QUOTED TEXT:

Example: The paper I use cost ~$10 for 250 8.5x11" sheets. Bristol board cost me $6 for a 9x12" 20 sheet tablet.

Pens: Pigma Micron
They're relatively cheap, the ink is acid-free archival, they last a good long time before needing to be replaced, and you can just toss them when you're done. If however you're okay with cleaning your pens frequently, make the initial investment in some Koh-I-Noor pens. Then all you have to buy from now on is ink. So, it's cost effective in the long run.
Example: Pigma Micron pens cost $2.50 - $3.00 per pen, and last quite a few months. Koh-I-Noor pens cost $15 - $20 each and last for years. The ink is around $3 and can last a really long time depending on how much you use per image/strip and how many pens you're filling.

Dawn White
December 6th, 2006, 04:20 PM
On the other hand, filling pens is a pain in the butt, and it's too easy to destroy a really fine nib during cleaning. Staedtler makes a pretty good disposable pen that isn't expensive. I'm not positive about the ink being acid-free, but it's the same ink you use to fill staedtler mechanical pens with, and we used that for architectural drafting when i was in school.

Drafting vellum is not real porous, and the ink sits on top of it, so you've got to be extra careful with it, but I can see wanting to use it to ink over 'clean' without sketch lines or eraser marks. It's a slower way to do it than using bristol or card stock, but the vellum is a neat surface to draw on. I've used it myself, a lot, and keep some around for on-the-fly potential revisions to a drawing. I don't do comics, though, and don't know how practical it would be. Woody's suggestion of cardstock is probably more practical. Not to mention faster.

Woody
December 6th, 2006, 05:08 PM
Fighting with the Koh-I-Noor pens is exactly why I use the Pigma Micron pens now.

Dawn White
December 6th, 2006, 06:07 PM
I hate koh-i-noor pens. With a passion. Had several, tossed 'em out. They break without warning, frequently. Rotring makes a rapidograph pen that's actually pretty good, but the *best* are Staedtler mechanical pens. I still have most of a 25-year old set that i got when I went to tech school for drafting. Use them often, too. Still going strong, and I've never replaced the nibs.

Bobthepenguin
December 7th, 2006, 08:36 AM
Wow. You guys rock. I looked down at my desk and went "I've got a packet of Bic pens. Does that help?" I'm jazzed that we now have a thread that can talk about pens.

Woody
December 7th, 2006, 12:38 PM
How are the Staedtler pens when it comes to clogging in the nib? That was the single most annoying aspect of using the Koh-I-Noor pens. The slightest bit of dried ink meant you had to spend an hour or so cleaning the thing, particularly with the smaller nibs.

Dawn White
December 7th, 2006, 12:52 PM
I've never had one clog on me, but I *have* had them release too much ink. That's the only problem I've had with them. They do require seismic cleaning once in a while, which can be a pain if all you've got is some water in a baby-food jar. That's hard on the wrist...for me. The architecture of a Staedtler nib is different from a koh-i-noor, much more stable and secure. The smallest Staedtler nib I've used is .25mm, so I don't have experience with the ultra-small nibs. Couldn't afford them when I was buying them.

WRITTEN REQUEST A: Name every brand of pen mentioned in the pen discussion, in the order each first appears.
WRITTEN REQUEST B: Reproduce everything in the pen discussion from "Example: The paper" down to "pens you're filling.".
The entries after this point have nothing to do with the pen discussion.

DATA LINES:
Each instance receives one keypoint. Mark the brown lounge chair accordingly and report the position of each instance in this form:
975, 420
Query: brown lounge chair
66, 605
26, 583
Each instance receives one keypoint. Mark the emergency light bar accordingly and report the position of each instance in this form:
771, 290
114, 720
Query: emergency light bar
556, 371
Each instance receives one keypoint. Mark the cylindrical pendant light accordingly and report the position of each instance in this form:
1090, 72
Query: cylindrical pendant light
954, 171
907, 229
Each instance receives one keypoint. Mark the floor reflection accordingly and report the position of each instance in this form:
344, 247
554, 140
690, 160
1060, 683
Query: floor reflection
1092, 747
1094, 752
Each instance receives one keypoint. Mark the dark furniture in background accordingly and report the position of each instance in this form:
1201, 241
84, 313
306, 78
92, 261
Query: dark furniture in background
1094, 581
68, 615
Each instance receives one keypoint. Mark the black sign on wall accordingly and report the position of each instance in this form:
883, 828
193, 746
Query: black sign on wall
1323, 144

WORKED SOLUTION A: Pigma Micron, Koh-I-Noor, Staedtler, Rotring, Bic

WORKED SOLUTION B:
Example: The paper I use cost ~$10 for 250 8.5x11" sheets. Bristol board cost me $6 for a 9x12" 20 sheet tablet.

Pens: Pigma Micron
They're relatively cheap, the ink is acid-free archival, they last a good long time before needing to be replaced, and you can just toss them when you're done. If however you're okay with cleaning your pens frequently, make the initial investment in some Koh-I-Noor pens. Then all you have to buy from now on is ink. So, it's cost effective in the long run.
Example: Pigma Micron pens cost $2.50 - $3.00 per pen, and last quite a few months. Koh-I-Noor pens cost $15 - $20 each and last for years. The ink is around $3 and can last a really long time depending on how much you use per image/strip and how many pens you're filling.